▶ **EXTRAIT À LIRE**
────────
Ma liste de blogs

lundi 24 mai 2021

Le choix du chômage: De Pompidou à Macron, enquête sur les racines de la violence économique

Le lien à un monde collectif : la solidarité ou l'intérêt privé


Ce tome contient un essai complet indépendant de tout autre. Il s'agit d'une enquête sur la gestion du chômage en France de 1981 à 1989, et de l'évolution de la situation ensuite. Il s'agit d'une bande dessinée en noir & blanc de 277 pages, dont la première édition date de 2021. Elle a été réalisée par Benoît Collombat et Damien Cuvillier, avec un lettrage réalisé par Stevan Roudaut. Cet ouvrage s'ouvre avec une préface de Ken Loach qui évoque le développement du néolibéralisme en Angleterre et les quatre leçons à en tirer. Il se termine avec quatre pages de références des différentes citations incluses dans l'exposé.
────────
▶ **EXTRAITS DE DONNÉES**
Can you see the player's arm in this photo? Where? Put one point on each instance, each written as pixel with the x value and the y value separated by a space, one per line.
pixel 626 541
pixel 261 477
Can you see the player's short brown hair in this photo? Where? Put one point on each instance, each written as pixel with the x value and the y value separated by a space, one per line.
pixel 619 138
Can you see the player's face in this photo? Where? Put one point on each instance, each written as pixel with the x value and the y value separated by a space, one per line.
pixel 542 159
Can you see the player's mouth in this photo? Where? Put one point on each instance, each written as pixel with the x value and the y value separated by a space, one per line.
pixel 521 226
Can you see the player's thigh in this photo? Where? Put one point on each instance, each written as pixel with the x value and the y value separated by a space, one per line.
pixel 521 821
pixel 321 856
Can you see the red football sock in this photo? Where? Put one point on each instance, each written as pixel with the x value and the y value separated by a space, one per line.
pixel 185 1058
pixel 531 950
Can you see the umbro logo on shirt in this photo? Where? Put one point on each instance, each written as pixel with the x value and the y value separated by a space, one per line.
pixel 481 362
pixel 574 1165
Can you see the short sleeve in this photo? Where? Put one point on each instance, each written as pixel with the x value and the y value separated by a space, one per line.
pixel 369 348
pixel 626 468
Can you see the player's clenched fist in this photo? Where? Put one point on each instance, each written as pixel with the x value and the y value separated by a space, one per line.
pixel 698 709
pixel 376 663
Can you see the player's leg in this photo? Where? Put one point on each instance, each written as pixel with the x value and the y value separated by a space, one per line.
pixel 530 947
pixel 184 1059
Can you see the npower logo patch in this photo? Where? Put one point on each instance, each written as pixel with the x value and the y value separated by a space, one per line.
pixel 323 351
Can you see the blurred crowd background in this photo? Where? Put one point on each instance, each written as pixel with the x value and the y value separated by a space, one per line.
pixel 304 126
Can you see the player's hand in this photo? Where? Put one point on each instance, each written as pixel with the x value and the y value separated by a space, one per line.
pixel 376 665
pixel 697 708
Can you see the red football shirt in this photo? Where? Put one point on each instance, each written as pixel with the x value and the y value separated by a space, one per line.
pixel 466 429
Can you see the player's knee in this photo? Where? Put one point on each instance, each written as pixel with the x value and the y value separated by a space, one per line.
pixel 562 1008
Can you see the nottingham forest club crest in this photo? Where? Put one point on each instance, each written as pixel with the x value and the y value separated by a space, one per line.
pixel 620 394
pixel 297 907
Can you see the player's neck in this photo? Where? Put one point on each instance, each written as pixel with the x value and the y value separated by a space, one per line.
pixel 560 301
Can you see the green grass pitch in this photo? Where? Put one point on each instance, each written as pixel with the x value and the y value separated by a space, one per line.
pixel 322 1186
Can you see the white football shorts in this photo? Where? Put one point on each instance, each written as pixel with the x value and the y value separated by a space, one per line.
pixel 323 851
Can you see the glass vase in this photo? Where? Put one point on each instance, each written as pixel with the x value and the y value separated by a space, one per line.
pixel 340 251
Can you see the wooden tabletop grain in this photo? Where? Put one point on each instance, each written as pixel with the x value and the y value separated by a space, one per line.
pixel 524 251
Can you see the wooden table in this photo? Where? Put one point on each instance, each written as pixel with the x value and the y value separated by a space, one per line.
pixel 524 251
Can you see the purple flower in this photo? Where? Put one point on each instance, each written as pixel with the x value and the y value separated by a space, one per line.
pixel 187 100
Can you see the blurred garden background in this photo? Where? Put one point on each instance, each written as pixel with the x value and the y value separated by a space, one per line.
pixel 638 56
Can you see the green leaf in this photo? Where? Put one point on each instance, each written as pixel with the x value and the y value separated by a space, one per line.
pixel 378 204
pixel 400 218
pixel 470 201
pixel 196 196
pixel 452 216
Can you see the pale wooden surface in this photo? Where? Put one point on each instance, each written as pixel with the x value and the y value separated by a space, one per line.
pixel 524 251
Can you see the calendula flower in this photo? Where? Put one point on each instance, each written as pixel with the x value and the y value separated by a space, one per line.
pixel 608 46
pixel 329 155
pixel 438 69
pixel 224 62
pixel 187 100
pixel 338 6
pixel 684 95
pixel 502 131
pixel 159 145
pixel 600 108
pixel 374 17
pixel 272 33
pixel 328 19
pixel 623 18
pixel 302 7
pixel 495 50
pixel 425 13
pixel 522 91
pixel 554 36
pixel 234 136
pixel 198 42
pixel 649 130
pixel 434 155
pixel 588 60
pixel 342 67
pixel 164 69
────────
▶ **CONSIGNE ÉCRITE 1**
Relevez toutes les lignes des entrées qui contiennent le mot « green ».
▶ **CONSIGNE ÉCRITE 2**
Poursuivez l'extrait sur la bande dessinée « Le choix du chômage » à partir de sa dernière phrase.
L'extrait et les entrées ne proviennent pas de la même source.

▶ **RÉPONSE CORRECTE 1**
Can you see the green grass pitch in this photo? Where? Put one point on each instance, each written as pixel with the x value and the y value separated by a space, one per line.
Can you see the green leaf in this photo? Where? Put one point on each instance, each written as pixel with the x value and the y value separated by a space, one per line.

▶ **RÉPONSE CORRECTE 2**
Prologue. Fin 1973, Georges Pompidou entre dans la salle du conseil des ministres. Il annonce une nouvelle terrible : la France va passer le cap des 400.000 chômeurs. Chapitre 1 : on a tout essayé. À Saint Malo en octobre 2016, au Festival Quai des Bulles, Benoît Colombat discute à table avec un éditeur de Futuropolis : il indique qu'il aimerait écrire sur la violence économique. L'éditeur propose qu'il le fasse en bande dessinée et le dessinateur à côté de lui indique que c'est un sujet qui l'intéresse. Il se souvient quand il était petit et qu'il accompagnait sa mère à l'autre bout du département en Picardie pour se rendre à l'Agence Nationale Pour l'Emploi. Sa mère aura été au chômage, entrecoupé de petites missions par-ci, par-là, avant d'être définitivement radiée, en 2005. En août 2019, les deux auteurs se retrouvent devant un monceau de documents, et se demandent par où commencer. Ils sont frappés par la continuité du discours des politiques sur le sujet, et par le fait que la dernière réforme sur l'assurance chômage s'inscrit dans un cadre idéologique qui est resté le même depuis quarante ans.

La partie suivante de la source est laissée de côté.